Hand back all records exactly, pictures omitted.

### INPUT DATA
--- START ---

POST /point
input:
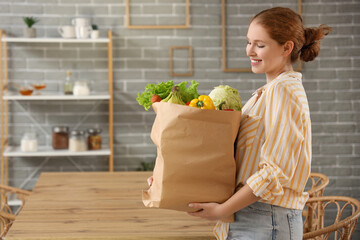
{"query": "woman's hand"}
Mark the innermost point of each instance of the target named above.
(209, 211)
(150, 180)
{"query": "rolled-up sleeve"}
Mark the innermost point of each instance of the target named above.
(283, 140)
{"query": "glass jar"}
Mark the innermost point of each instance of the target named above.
(94, 139)
(29, 142)
(81, 88)
(68, 84)
(77, 141)
(60, 137)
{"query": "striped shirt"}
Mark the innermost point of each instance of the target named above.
(273, 149)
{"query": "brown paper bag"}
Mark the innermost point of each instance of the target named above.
(195, 156)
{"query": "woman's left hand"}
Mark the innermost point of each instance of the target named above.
(209, 211)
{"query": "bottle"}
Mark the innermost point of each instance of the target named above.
(81, 88)
(77, 141)
(94, 139)
(68, 84)
(29, 142)
(60, 137)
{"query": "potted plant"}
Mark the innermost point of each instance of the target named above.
(95, 31)
(30, 32)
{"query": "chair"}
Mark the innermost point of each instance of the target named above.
(7, 214)
(342, 211)
(318, 183)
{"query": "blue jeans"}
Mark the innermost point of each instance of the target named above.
(264, 221)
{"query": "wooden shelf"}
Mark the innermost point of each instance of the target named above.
(49, 152)
(56, 96)
(54, 40)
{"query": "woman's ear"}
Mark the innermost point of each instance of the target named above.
(288, 47)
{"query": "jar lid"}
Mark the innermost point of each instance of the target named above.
(77, 133)
(94, 130)
(29, 135)
(60, 129)
(81, 83)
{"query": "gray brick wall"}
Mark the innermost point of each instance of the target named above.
(332, 81)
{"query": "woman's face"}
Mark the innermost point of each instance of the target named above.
(265, 53)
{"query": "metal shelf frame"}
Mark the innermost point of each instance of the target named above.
(5, 96)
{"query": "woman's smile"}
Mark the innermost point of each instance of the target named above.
(255, 62)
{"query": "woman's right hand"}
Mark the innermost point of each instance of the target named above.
(150, 180)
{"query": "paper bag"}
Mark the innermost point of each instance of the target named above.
(195, 156)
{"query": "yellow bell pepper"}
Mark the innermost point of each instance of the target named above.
(203, 102)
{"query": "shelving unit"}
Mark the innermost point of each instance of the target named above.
(5, 96)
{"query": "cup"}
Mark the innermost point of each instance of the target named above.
(80, 22)
(67, 31)
(95, 34)
(82, 31)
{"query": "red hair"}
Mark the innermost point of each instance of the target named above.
(284, 24)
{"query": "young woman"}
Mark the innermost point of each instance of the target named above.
(273, 151)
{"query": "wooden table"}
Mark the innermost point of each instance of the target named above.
(100, 205)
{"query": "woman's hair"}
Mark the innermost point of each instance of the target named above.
(283, 24)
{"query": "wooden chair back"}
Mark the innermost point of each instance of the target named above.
(344, 211)
(318, 183)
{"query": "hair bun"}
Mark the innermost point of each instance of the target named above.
(311, 48)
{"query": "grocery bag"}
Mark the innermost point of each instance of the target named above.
(195, 156)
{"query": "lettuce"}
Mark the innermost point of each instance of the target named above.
(163, 89)
(226, 97)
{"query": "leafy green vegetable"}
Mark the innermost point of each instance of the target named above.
(162, 89)
(188, 94)
(226, 97)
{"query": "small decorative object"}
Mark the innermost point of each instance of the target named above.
(67, 31)
(30, 32)
(77, 141)
(68, 84)
(95, 31)
(60, 137)
(94, 139)
(29, 142)
(82, 27)
(81, 88)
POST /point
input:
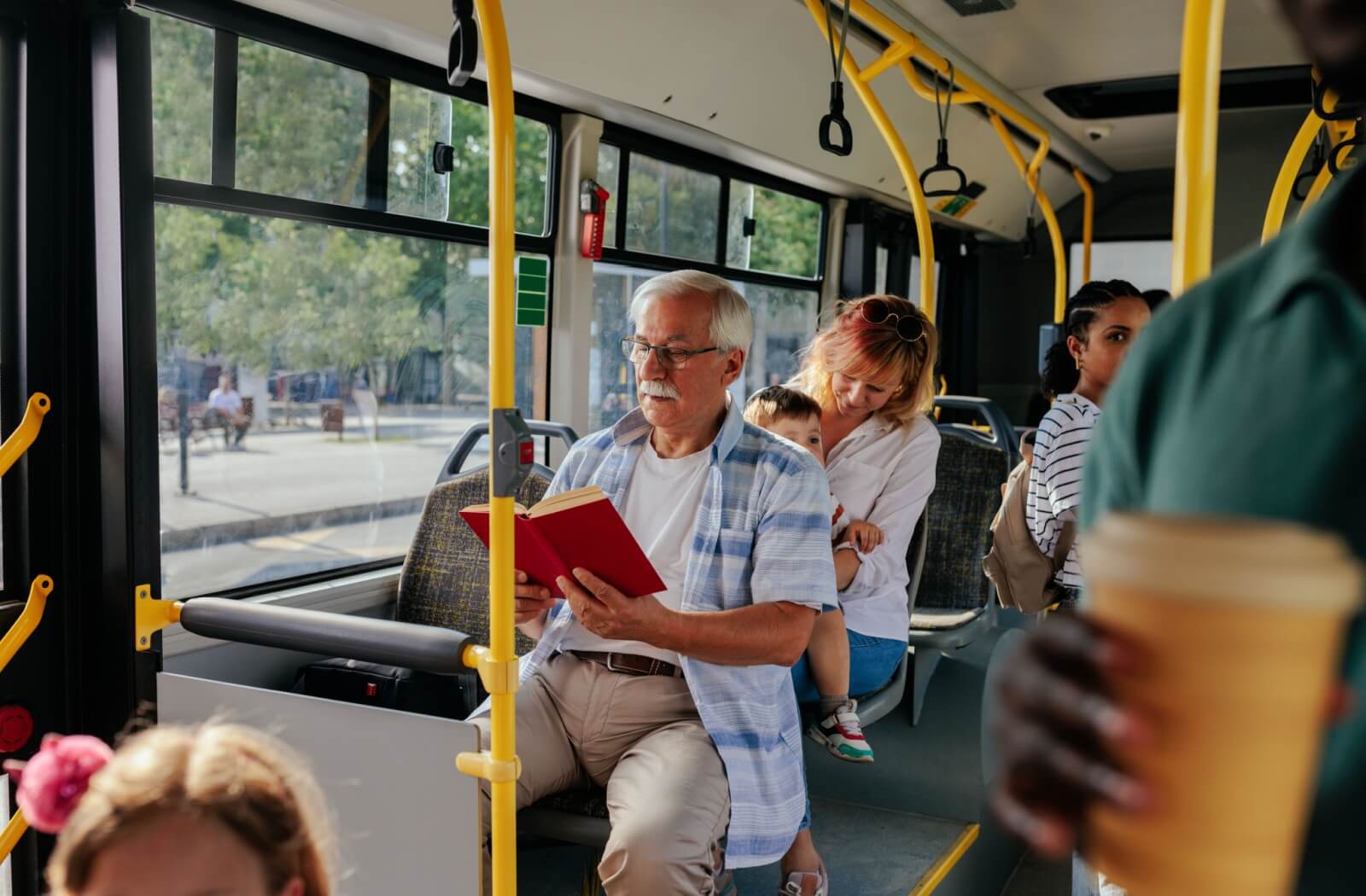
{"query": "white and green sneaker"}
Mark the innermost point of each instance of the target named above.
(842, 734)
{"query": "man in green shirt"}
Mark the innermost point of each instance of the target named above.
(1245, 398)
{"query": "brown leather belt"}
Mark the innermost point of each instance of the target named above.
(630, 663)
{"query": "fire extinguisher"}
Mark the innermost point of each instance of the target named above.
(593, 205)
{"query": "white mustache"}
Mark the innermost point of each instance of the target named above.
(657, 388)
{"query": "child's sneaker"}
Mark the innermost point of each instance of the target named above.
(842, 734)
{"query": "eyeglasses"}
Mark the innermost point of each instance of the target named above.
(908, 327)
(673, 358)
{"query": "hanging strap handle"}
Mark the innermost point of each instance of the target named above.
(835, 118)
(464, 51)
(942, 163)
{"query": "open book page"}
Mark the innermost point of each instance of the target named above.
(563, 502)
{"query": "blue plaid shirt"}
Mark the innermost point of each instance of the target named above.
(762, 534)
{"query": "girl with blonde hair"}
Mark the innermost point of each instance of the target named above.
(177, 810)
(873, 375)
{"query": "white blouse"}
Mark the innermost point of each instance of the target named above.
(884, 475)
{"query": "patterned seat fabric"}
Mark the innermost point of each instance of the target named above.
(577, 802)
(446, 577)
(967, 493)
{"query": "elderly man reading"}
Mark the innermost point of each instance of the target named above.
(680, 704)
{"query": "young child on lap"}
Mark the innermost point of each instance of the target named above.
(797, 416)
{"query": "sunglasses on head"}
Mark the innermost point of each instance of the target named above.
(908, 327)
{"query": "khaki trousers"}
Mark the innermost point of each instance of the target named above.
(642, 741)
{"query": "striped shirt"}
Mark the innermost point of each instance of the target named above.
(762, 533)
(1055, 480)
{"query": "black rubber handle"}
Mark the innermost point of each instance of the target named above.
(1351, 143)
(464, 52)
(835, 118)
(942, 166)
(425, 648)
(475, 433)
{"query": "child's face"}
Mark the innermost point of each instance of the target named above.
(803, 430)
(181, 855)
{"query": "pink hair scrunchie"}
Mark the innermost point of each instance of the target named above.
(52, 783)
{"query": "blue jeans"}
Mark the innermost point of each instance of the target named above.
(872, 664)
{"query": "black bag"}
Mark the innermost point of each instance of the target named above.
(391, 687)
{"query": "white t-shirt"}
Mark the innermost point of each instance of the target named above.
(660, 509)
(229, 400)
(1055, 480)
(883, 474)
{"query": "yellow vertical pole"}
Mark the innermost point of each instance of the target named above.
(502, 184)
(1055, 231)
(1088, 223)
(1197, 141)
(903, 163)
(13, 830)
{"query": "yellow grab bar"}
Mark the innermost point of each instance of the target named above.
(27, 620)
(26, 432)
(499, 666)
(903, 51)
(1290, 174)
(1088, 223)
(924, 234)
(1055, 231)
(13, 830)
(1197, 141)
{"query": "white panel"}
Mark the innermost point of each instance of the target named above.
(407, 821)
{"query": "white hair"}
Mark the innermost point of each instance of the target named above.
(733, 324)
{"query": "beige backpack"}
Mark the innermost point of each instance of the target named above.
(1024, 574)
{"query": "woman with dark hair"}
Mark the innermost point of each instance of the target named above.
(1103, 320)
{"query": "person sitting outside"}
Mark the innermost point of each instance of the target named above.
(797, 416)
(225, 409)
(1242, 399)
(680, 704)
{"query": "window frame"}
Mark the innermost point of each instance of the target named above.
(628, 141)
(231, 22)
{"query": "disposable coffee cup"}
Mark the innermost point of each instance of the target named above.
(1242, 627)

--- END ---

### ANSWER TO THE PROBLEM
POST /point
input:
{"query": "woman's hand"}
Mark the innermost point of each instance of the target named above.
(209, 211)
(150, 180)
{"query": "rolled-up sleeve"}
Mark the innermost point of each instance of the target named above.
(283, 140)
{"query": "glass jar"}
Mark the innermost point of each instance of the target named above.
(94, 139)
(29, 142)
(81, 88)
(68, 84)
(77, 141)
(60, 137)
{"query": "striped shirt"}
Mark the innermost point of each instance of the target named above.
(273, 149)
{"query": "brown paper bag"}
Mark the innermost point of each instance of the target named above.
(195, 156)
{"query": "woman's left hand"}
Mark the innermost point of each instance of the target named above.
(209, 211)
{"query": "bottle"}
Mark the innermost point of each instance of the target named above.
(81, 88)
(77, 141)
(94, 139)
(68, 84)
(29, 142)
(60, 137)
{"query": "potted plant"}
Mark the innermost point of each instance of the target named above.
(95, 31)
(30, 32)
{"query": "chair"}
Mark the innermost point of each instance of the target named above.
(7, 214)
(342, 211)
(318, 183)
{"query": "blue jeans"}
Mark the innermost point of each instance of the target named above.
(264, 221)
{"query": "wooden shelf"}
Mark the innermost point of each instance of the target named above.
(49, 152)
(56, 96)
(54, 40)
{"query": "woman's ear"}
Mark the innermost point of each instance of the target named above.
(288, 47)
{"query": "jar lid"}
Mark the innermost point of each instance of the target named above.
(77, 133)
(94, 130)
(29, 135)
(60, 129)
(81, 83)
{"query": "gray brick wall"}
Mark the innermost point of each instance of the target named above.
(332, 81)
{"query": "woman's face"}
Mark the innermost point of each instance of the target named above.
(265, 53)
{"query": "metal shelf frame"}
Mark the innermost point of each instance of the target named above.
(5, 96)
{"query": "woman's smile"}
Mark the innermost point of each instance of the target named above.
(255, 62)
{"query": "woman's right hand"}
Mark the innermost point of each instance of the target named above.
(150, 180)
{"query": "paper bag"}
Mark the innermost point of each instance of the target named above.
(195, 156)
{"query": "yellow bell pepper"}
Mark the innermost point of each instance of the target named above.
(203, 102)
{"query": "shelving unit"}
Mark the innermost point of each instance of the target named above.
(5, 96)
{"query": "cup"}
Mark the innermost point of each instance of the target named above.
(80, 22)
(67, 31)
(95, 34)
(82, 31)
{"query": "red hair"}
Mark the innermost point of each instance of the target named above.
(284, 24)
{"query": "young woman"}
Mark the innermost point of each instance of the target named above.
(273, 151)
{"query": "wooden table"}
Mark the innermost point of each instance of the target named above.
(100, 205)
{"query": "woman's hair"}
Mark the innermost point of each instance of the target named above.
(283, 24)
{"query": "wooden chair back"}
Mark the innermost point of each instance of the target named above.
(344, 211)
(318, 183)
{"query": "hair bun"}
Mark the innermost point of each instance of the target named above.
(311, 48)
{"query": "grocery bag"}
Mark the innermost point of each instance of the target named above.
(195, 156)
{"query": "lettuce"}
Mark the innermost point of each instance of the target named above.
(163, 89)
(226, 97)
{"query": "leafy green vegetable"}
Mark the innermost point of each instance of the target named above.
(162, 89)
(188, 94)
(226, 97)
{"query": "small decorative object"}
Mark the innermost point of each instance of the target named above.
(67, 31)
(30, 32)
(77, 141)
(68, 84)
(95, 31)
(60, 137)
(94, 139)
(29, 142)
(82, 27)
(81, 88)
POST /point
input:
{"query": "white and green sneaker"}
Mark the innermost point of each instance of the target named above.
(842, 734)
{"query": "man in green shirt"}
Mark the innermost point of each instance of the target named above.
(1245, 398)
{"query": "brown leather belt"}
Mark the innermost point of each instance of the target named above.
(630, 663)
{"query": "fire extinguisher"}
Mark the innermost point of each instance of the target named above.
(593, 205)
{"query": "white mustache"}
Mark the innermost point of each instance of the target named above.
(657, 388)
{"query": "child's sneaker"}
Mark the innermost point of each instance of the target named above.
(842, 734)
{"query": "eyeglasses"}
Mark the innermost point of each instance of the target named above.
(908, 327)
(673, 358)
{"query": "hanging strap handle"}
Mark the innermost point of each instance of the target named above.
(835, 118)
(464, 51)
(942, 163)
{"query": "open book page"}
Mark the innermost point of each instance of the target named above.
(563, 502)
{"query": "blue plaid shirt"}
Mark the innermost point of each instance of the target named above.
(762, 534)
{"query": "girl with blonde hair"}
Mark the innermost point of each instance of the target named above.
(177, 810)
(873, 375)
{"query": "white blouse"}
Mark the innermost point of each instance of the target named above.
(884, 475)
{"query": "patterned seat fabric"}
Mark the innermost point of each instance of the target named above.
(577, 802)
(446, 577)
(967, 493)
{"query": "elderly man reading"}
Mark the innermost point of each instance of the target named above.
(680, 704)
{"query": "young child on lap"}
Mark the innermost point of each instance of the target named above.
(797, 416)
{"query": "sunglasses on head"}
Mark the innermost point of each instance of the target named above.
(908, 327)
{"query": "khaki trousers"}
Mark the innermost point of each instance of the target named above.
(642, 741)
{"query": "striped shirt"}
Mark the innermost point of each instance of the target named above.
(762, 533)
(1055, 480)
{"query": "black rubber handle"}
Mark the innermost point of each instance of the target named above.
(1351, 143)
(464, 52)
(835, 118)
(942, 166)
(425, 648)
(475, 433)
{"query": "child's face"}
Mark the innermost point of each instance of the target named above.
(803, 430)
(181, 855)
{"query": "pink hair scrunchie"}
Mark the innermost point of each instance of the target named above.
(52, 783)
{"query": "blue jeans"}
Mark the innermost point of each instance of the target named above.
(872, 664)
{"query": "black bag"}
Mark the innermost point of each instance of the target named above.
(391, 687)
{"query": "white t-shirt"}
Mark the innermost point of each instance of the target named above.
(660, 509)
(229, 400)
(1055, 480)
(883, 474)
{"query": "yellow vertical pole"}
Mark the innermost point of each instance of the target named above.
(502, 184)
(1055, 231)
(1088, 223)
(1197, 141)
(903, 163)
(13, 830)
{"query": "yellow grab bar"}
Mark the innermost point of each instance of the target named above.
(27, 620)
(26, 432)
(499, 666)
(903, 51)
(1290, 174)
(1088, 223)
(924, 234)
(1055, 231)
(13, 830)
(1197, 141)
{"query": "white panel"}
Mark the innermost point of each instance of the target named above.
(407, 821)
{"query": "white hair"}
Mark the innermost point of each instance of the target named above.
(733, 324)
{"query": "beige backpack"}
Mark the innermost point of each instance of the target named above.
(1024, 574)
{"query": "woman with dark hair"}
Mark the innermost point of each instance of the target named above.
(1103, 320)
{"query": "person sitting outside"}
Mark the innermost point of each instance of the target named above.
(797, 416)
(225, 409)
(1242, 399)
(680, 704)
{"query": "window frame"}
Mark the innermost point of each instance of the target named above.
(628, 141)
(231, 22)
{"query": "disposable coffee cup"}
Mark the innermost point of each instance of the target named above.
(1242, 627)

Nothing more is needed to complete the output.